• **Tasks to complete**:
(a) Reproduce the portion of the article on capital gains tax receipts starting at "Taxes on capital gains are" and ending at "source of revenue.".
(b) Resume the article on the Treasury's capital gains windfall, picking up right after its last sentence.

___ Given passage ___

U.S. Treasury reaps a windfall as stock sales surge

The stock market is booming — and the U.S. Treasury is cashing in.

Taxes on capital gains are surging, pouring into government coffers much faster than analysts had expected and propping up federal revenues despite the economic crisis caused by the coronavirus.

The nonpartisan Congressional Budget Office says it now expects “realizations” — that is, sales of assets — to jump by 45 percent, topping $1 trillion, compared to what it had expected just six months ago.

That is 10 times the rebound it predicts this year in wages and salaries.

And it will send capital gains tax receipts to their highest level in more than a decade. This year, the agency’s figures show, taxes on capital gains will surpass corporate income taxes as the government’s third-biggest source of revenue.

“It is a huge increase — one that has caught a lot of people’s attention,” said Robert McClelland, a former CBO analyst now at the Washington-based Tax Policy Center.

It’s a rare bright spot in the government’s otherwise dismal budget outlook — one that hearkens to the days of the dot-com bubble of the 1990s. Back then, swelling capital gains went a long way towards erasing the government’s deficit.

___ Data excerpts ___

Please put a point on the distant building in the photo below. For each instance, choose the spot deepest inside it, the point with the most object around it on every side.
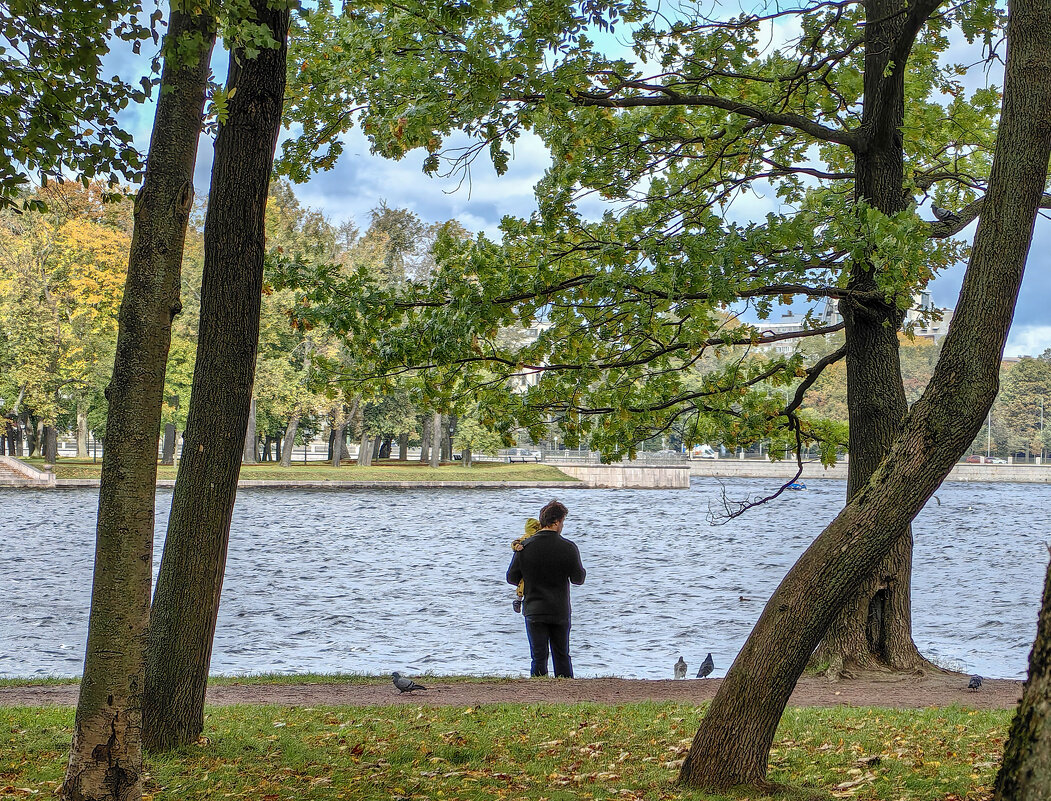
(925, 320)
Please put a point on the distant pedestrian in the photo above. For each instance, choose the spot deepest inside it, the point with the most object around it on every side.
(706, 666)
(547, 565)
(532, 527)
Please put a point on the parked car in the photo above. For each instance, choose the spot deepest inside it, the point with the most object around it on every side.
(522, 454)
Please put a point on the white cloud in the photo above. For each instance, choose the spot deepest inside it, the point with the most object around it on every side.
(1028, 341)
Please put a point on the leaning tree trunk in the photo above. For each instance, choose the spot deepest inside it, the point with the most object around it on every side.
(186, 600)
(874, 627)
(105, 758)
(733, 744)
(1025, 774)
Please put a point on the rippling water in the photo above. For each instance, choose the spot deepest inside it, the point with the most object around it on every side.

___

• **Answer set**:
(a)
Taxes on capital gains are surging, pouring into government coffers much faster than analysts had expected and propping up federal revenues despite the economic crisis caused by the coronavirus.

The nonpartisan Congressional Budget Office says it now expects “realizations” — that is, sales of assets — to jump by 45 percent, topping $1 trillion, compared to what it had expected just six months ago.

That is 10 times the rebound it predicts this year in wages and salaries.

And it will send capital gains tax receipts to their highest level in more than a decade. This year, the agency’s figures show, taxes on capital gains will surpass corporate income taxes as the government’s third-biggest source of revenue.

(b)
This time around, the increase is easy to miss because it merely makes the government’s huge shortfalls look less bad. In a biannual report on the government’s finances released last week, CBO said this year’s deficit will total a whopping $2.25 trillion, even without President Joe Biden’s $1.9 trillion stimulus package that’s now percolating in Congress.

The rise in capital gains is an example of how the government can benefit from the so-called K-shaped recovery, in which the stock market has gone gangbusters even as millions have been thrown out of work.

And it’s not just the federal government.

Some states are reporting surprisingly strong capital gains receipts as well. In Connecticut, officials recently announced they expect receipts to leap 39 percent compared to what they had projected in April 2020. They predicted receipts will be about equal to what they had anticipated before the coronavirus outbreak.

“They are over-performing our expectations,” said Chris McClure, a spokesperson for the state’s Office of Policy and Management.

When people sell assets held for less than a year, they pay ordinary income taxes on any profit. Those held more than a year are subject to rates topping out at 23.8 percent, depending on their earnings.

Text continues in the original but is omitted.